Given task: Copy every entry below word for word, leaving out the pictures.

Listed records:

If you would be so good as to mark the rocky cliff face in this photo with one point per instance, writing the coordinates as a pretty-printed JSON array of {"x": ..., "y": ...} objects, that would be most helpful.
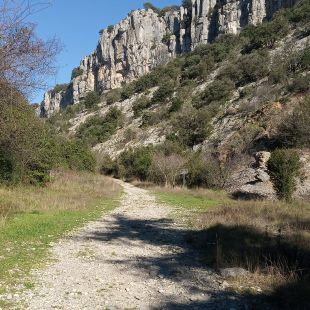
[{"x": 146, "y": 39}]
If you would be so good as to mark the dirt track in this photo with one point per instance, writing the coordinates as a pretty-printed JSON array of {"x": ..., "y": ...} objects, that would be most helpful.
[{"x": 136, "y": 257}]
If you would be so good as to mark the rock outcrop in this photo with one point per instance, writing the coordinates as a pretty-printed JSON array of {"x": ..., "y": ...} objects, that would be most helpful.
[
  {"x": 253, "y": 182},
  {"x": 145, "y": 39}
]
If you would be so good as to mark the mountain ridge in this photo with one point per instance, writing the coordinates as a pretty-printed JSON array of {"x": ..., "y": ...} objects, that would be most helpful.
[{"x": 146, "y": 39}]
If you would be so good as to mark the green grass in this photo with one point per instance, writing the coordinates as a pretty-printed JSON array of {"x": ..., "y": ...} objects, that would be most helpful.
[
  {"x": 189, "y": 200},
  {"x": 44, "y": 216}
]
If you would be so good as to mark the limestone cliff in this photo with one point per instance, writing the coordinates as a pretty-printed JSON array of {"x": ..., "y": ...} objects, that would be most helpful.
[{"x": 145, "y": 39}]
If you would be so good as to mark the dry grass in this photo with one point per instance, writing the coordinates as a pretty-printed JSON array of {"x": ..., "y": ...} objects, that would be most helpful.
[
  {"x": 33, "y": 217},
  {"x": 270, "y": 239},
  {"x": 68, "y": 191}
]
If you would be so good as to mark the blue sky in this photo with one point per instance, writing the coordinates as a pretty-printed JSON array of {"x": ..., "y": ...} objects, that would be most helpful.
[{"x": 77, "y": 23}]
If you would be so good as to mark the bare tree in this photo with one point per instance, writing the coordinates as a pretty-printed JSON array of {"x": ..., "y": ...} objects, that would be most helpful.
[
  {"x": 167, "y": 167},
  {"x": 25, "y": 59}
]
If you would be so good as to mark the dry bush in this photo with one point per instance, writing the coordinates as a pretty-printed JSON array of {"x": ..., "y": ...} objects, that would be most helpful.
[{"x": 69, "y": 191}]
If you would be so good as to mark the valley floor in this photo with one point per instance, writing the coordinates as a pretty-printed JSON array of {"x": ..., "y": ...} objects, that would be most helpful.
[{"x": 136, "y": 257}]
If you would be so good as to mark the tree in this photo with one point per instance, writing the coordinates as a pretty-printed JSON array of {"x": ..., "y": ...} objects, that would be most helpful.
[
  {"x": 25, "y": 59},
  {"x": 167, "y": 168},
  {"x": 284, "y": 167}
]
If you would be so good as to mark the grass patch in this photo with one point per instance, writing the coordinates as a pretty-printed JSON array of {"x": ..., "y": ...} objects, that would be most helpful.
[
  {"x": 33, "y": 217},
  {"x": 269, "y": 239},
  {"x": 195, "y": 200}
]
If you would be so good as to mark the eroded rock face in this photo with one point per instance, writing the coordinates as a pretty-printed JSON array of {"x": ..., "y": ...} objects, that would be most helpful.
[
  {"x": 135, "y": 45},
  {"x": 253, "y": 182}
]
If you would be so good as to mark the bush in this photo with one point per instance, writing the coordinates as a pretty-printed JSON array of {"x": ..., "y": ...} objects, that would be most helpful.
[
  {"x": 300, "y": 84},
  {"x": 163, "y": 92},
  {"x": 192, "y": 126},
  {"x": 294, "y": 131},
  {"x": 284, "y": 167},
  {"x": 135, "y": 163},
  {"x": 176, "y": 105},
  {"x": 205, "y": 170},
  {"x": 76, "y": 72},
  {"x": 92, "y": 99},
  {"x": 166, "y": 38},
  {"x": 150, "y": 118},
  {"x": 218, "y": 91},
  {"x": 141, "y": 104},
  {"x": 59, "y": 88},
  {"x": 266, "y": 34},
  {"x": 98, "y": 129},
  {"x": 108, "y": 166},
  {"x": 113, "y": 96},
  {"x": 75, "y": 156}
]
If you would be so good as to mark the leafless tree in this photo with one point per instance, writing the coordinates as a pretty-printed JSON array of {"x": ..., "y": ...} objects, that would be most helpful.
[
  {"x": 167, "y": 167},
  {"x": 25, "y": 59}
]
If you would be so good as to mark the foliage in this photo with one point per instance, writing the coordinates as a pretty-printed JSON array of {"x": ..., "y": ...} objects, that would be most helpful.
[
  {"x": 247, "y": 69},
  {"x": 113, "y": 96},
  {"x": 176, "y": 105},
  {"x": 41, "y": 216},
  {"x": 135, "y": 163},
  {"x": 150, "y": 6},
  {"x": 218, "y": 92},
  {"x": 300, "y": 13},
  {"x": 59, "y": 88},
  {"x": 110, "y": 28},
  {"x": 26, "y": 59},
  {"x": 284, "y": 167},
  {"x": 166, "y": 168},
  {"x": 163, "y": 92},
  {"x": 98, "y": 129},
  {"x": 76, "y": 72},
  {"x": 141, "y": 104},
  {"x": 295, "y": 128},
  {"x": 92, "y": 99},
  {"x": 266, "y": 34},
  {"x": 166, "y": 38},
  {"x": 191, "y": 126},
  {"x": 28, "y": 150}
]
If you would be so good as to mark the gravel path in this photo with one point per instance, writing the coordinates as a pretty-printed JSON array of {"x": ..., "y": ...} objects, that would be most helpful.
[{"x": 136, "y": 257}]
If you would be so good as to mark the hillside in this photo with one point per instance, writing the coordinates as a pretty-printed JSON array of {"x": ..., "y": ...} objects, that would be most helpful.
[
  {"x": 214, "y": 108},
  {"x": 150, "y": 37}
]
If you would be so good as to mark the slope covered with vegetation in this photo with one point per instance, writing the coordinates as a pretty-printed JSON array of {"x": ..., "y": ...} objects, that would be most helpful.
[{"x": 225, "y": 100}]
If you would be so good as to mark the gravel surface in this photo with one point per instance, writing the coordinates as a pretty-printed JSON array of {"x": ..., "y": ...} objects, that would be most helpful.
[{"x": 136, "y": 257}]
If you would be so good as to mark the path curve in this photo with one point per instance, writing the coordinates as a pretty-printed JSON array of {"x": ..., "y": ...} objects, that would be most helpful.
[{"x": 135, "y": 257}]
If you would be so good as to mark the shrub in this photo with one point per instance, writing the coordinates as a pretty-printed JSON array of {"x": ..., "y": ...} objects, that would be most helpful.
[
  {"x": 59, "y": 88},
  {"x": 98, "y": 129},
  {"x": 150, "y": 118},
  {"x": 218, "y": 91},
  {"x": 135, "y": 163},
  {"x": 75, "y": 156},
  {"x": 300, "y": 84},
  {"x": 300, "y": 13},
  {"x": 166, "y": 38},
  {"x": 113, "y": 96},
  {"x": 110, "y": 28},
  {"x": 141, "y": 104},
  {"x": 166, "y": 169},
  {"x": 265, "y": 34},
  {"x": 92, "y": 99},
  {"x": 294, "y": 131},
  {"x": 76, "y": 72},
  {"x": 176, "y": 105},
  {"x": 284, "y": 167},
  {"x": 192, "y": 126},
  {"x": 205, "y": 170},
  {"x": 108, "y": 166},
  {"x": 163, "y": 92},
  {"x": 150, "y": 6}
]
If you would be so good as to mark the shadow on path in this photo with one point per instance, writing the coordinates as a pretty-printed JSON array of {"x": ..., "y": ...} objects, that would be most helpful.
[{"x": 182, "y": 264}]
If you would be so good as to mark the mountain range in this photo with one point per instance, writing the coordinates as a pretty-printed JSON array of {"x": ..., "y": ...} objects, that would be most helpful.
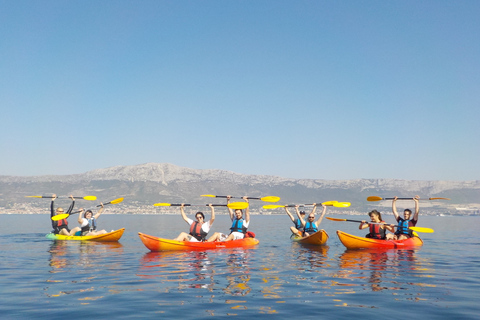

Problem solution:
If you would be so good as to mark the rocky cliff face in this photo with one point per instance, writing the coordinates as a pretty-printed JSON array of {"x": ..., "y": ...} objects, that would be most helpful.
[{"x": 146, "y": 39}]
If you would be so good as to mark the dirt track in this photo with one point per instance, writing the coordinates as a pretty-printed JSON array of {"x": ..., "y": ...} objects, that would be most helpful.
[{"x": 136, "y": 257}]
If you would be so good as to mark the rock outcrop in this photo with one point per instance, writing the coordinates as a pretty-printed JSON array of {"x": ..., "y": ...} objects, that would be most helpful.
[
  {"x": 253, "y": 182},
  {"x": 145, "y": 39}
]
If you would be so good as to mark the mountain ridge in this photo with one point per instance, writing the coordinates as a pretty-printed JSON array of {"x": ..., "y": ...} objects, that would be most helpful.
[{"x": 146, "y": 39}]
If you would be so good as to mark the green grass in this photo with one point per instance, writing the coordinates as a pretty-printed JSON array of {"x": ..., "y": ...} objects, that would be most helpful.
[
  {"x": 189, "y": 200},
  {"x": 44, "y": 216}
]
If you would be so good as to mark the limestone cliff in this photo with one point per instance, writing the coordinates as a pretty-printed JSON array of {"x": ..., "y": ...} objects, that would be most helpful.
[{"x": 145, "y": 39}]
If you would be so good as to mark the dry grass in this photo with one point per instance, writing the coordinates as a pretty-printed JSON array of {"x": ..., "y": ...} objects, that would be most helpful.
[
  {"x": 33, "y": 217},
  {"x": 270, "y": 239},
  {"x": 68, "y": 191}
]
If you would be so good as to mark the blue sky in this photo with one point per instance, writing the coordinates as a pretty-printed JSON array of {"x": ..., "y": ...} objects, that would be most helpful.
[{"x": 77, "y": 23}]
If you would be so good as to mark the bare tree in this photo with one point per instance, writing the coordinates as a pretty-printed JSON array of {"x": ..., "y": ...} objects, that would be most helpful.
[
  {"x": 167, "y": 167},
  {"x": 25, "y": 59}
]
If you would be so good as to mark the dry bush in this photo with one point per instance, writing the coordinates as a pretty-printed JSON array of {"x": ..., "y": ...} objects, that would be most helpful.
[{"x": 69, "y": 191}]
If you would be so good as to mark the valley floor in this photo with one point per instance, writing the coordinates as a pretty-printed JSON array of {"x": ..., "y": ...} objects, that would be most helpful.
[{"x": 136, "y": 257}]
If you would be so good as to mark the tree in this photo with one point per instance, writing the coordinates as a pretty-printed JSON array of {"x": ..., "y": ...} objects, that would be most helpful.
[
  {"x": 25, "y": 59},
  {"x": 167, "y": 168},
  {"x": 284, "y": 167}
]
If you would be so good as to mark the grass patch in this photo with one point per instance, writing the coordinates as a pretty-printed JSON array of {"x": ..., "y": ...} objects, that would be most helpful.
[
  {"x": 33, "y": 217},
  {"x": 269, "y": 239},
  {"x": 195, "y": 200}
]
If you would be so good as to mark the eroded rock face in this photo with one point per instance, writing the coordinates as a pretty-printed JSON array of {"x": ..., "y": ...} objects, that would be most helpful.
[
  {"x": 135, "y": 45},
  {"x": 253, "y": 182}
]
If you would be so good as to mark the bush in this photo with one point per instance, writing the coordinates as a pretty-printed JSON array of {"x": ..., "y": ...} objects, that would be most helpful.
[
  {"x": 300, "y": 84},
  {"x": 163, "y": 92},
  {"x": 192, "y": 126},
  {"x": 294, "y": 131},
  {"x": 284, "y": 167},
  {"x": 135, "y": 163},
  {"x": 176, "y": 105},
  {"x": 205, "y": 170},
  {"x": 76, "y": 72},
  {"x": 92, "y": 99},
  {"x": 166, "y": 38},
  {"x": 150, "y": 118},
  {"x": 218, "y": 91},
  {"x": 141, "y": 104},
  {"x": 59, "y": 88},
  {"x": 266, "y": 34},
  {"x": 98, "y": 129},
  {"x": 108, "y": 166},
  {"x": 113, "y": 96},
  {"x": 75, "y": 156}
]
If you would be so good as to mark the leafless tree in this photo with one point per instance, writing the coordinates as a pretty-printed JSON array of {"x": ..., "y": ...} objects, that would be most helpful.
[
  {"x": 167, "y": 167},
  {"x": 25, "y": 59}
]
If you would be so good as to mark the foliage in this photo with one point per instance, writing the coordinates as a pretty-printed JSON array of {"x": ..., "y": ...} objects, that would be most helpful.
[
  {"x": 247, "y": 69},
  {"x": 113, "y": 96},
  {"x": 176, "y": 105},
  {"x": 41, "y": 216},
  {"x": 135, "y": 163},
  {"x": 150, "y": 6},
  {"x": 218, "y": 92},
  {"x": 300, "y": 13},
  {"x": 59, "y": 88},
  {"x": 110, "y": 28},
  {"x": 26, "y": 59},
  {"x": 284, "y": 167},
  {"x": 166, "y": 168},
  {"x": 163, "y": 92},
  {"x": 98, "y": 129},
  {"x": 76, "y": 72},
  {"x": 141, "y": 104},
  {"x": 295, "y": 128},
  {"x": 92, "y": 99},
  {"x": 266, "y": 34},
  {"x": 166, "y": 38},
  {"x": 191, "y": 126},
  {"x": 28, "y": 150}
]
If you would be so good as to mark the gravel path in this photo with one point per instance, writing the coordinates as a pretty-printed JSON array of {"x": ..., "y": ...} objects, that would be most helpful.
[{"x": 136, "y": 257}]
If you would be so good as to mark the hillside in this photo with one point per instance, writing the coordinates as a pretty-printed JSON array of {"x": ..., "y": ...} objects, that would be most helpful.
[
  {"x": 214, "y": 108},
  {"x": 150, "y": 37}
]
If you would be so good as to mark the slope covered with vegetation in this photo with one point per instance, writing the coordinates as a pretty-printed JSON array of {"x": ..., "y": ...} objects, that would be most helpful.
[{"x": 225, "y": 100}]
If you would be so good as to mark the gravel surface in this photo with one point per instance, writing the coordinates as a pretty-printed JSON array of {"x": ..., "y": ...} objects, that would be most helpful.
[{"x": 136, "y": 257}]
If you would be so good as to mark the path curve in this photo with one point per instance, writing the coordinates as a pretty-printed JSON array of {"x": ..., "y": ...} objects, that would be most helpful.
[{"x": 135, "y": 257}]
If you would be so good as to mark the shrub in this photo with one point per instance, writing the coordinates as a pretty-printed JSON array of {"x": ..., "y": ...} objects, that would be most helpful.
[
  {"x": 59, "y": 88},
  {"x": 98, "y": 129},
  {"x": 150, "y": 118},
  {"x": 218, "y": 91},
  {"x": 135, "y": 163},
  {"x": 75, "y": 156},
  {"x": 300, "y": 84},
  {"x": 300, "y": 13},
  {"x": 166, "y": 38},
  {"x": 113, "y": 96},
  {"x": 110, "y": 28},
  {"x": 141, "y": 104},
  {"x": 166, "y": 169},
  {"x": 265, "y": 34},
  {"x": 92, "y": 99},
  {"x": 294, "y": 131},
  {"x": 76, "y": 72},
  {"x": 176, "y": 105},
  {"x": 284, "y": 167},
  {"x": 192, "y": 126},
  {"x": 205, "y": 170},
  {"x": 108, "y": 166},
  {"x": 163, "y": 92},
  {"x": 150, "y": 6}
]
If you would be so good as to mark the shadow on path in this photo with one point per instance, writing the coordinates as a pretty-printed JSON array of {"x": ..., "y": ...} objects, that would be most helpful.
[{"x": 182, "y": 264}]
If you would be so good as to mark the mountain range in this photo with one point per instance, writing the coordinates as a pretty-printed JSON array of {"x": ..., "y": ...} objects, that would be most helpful.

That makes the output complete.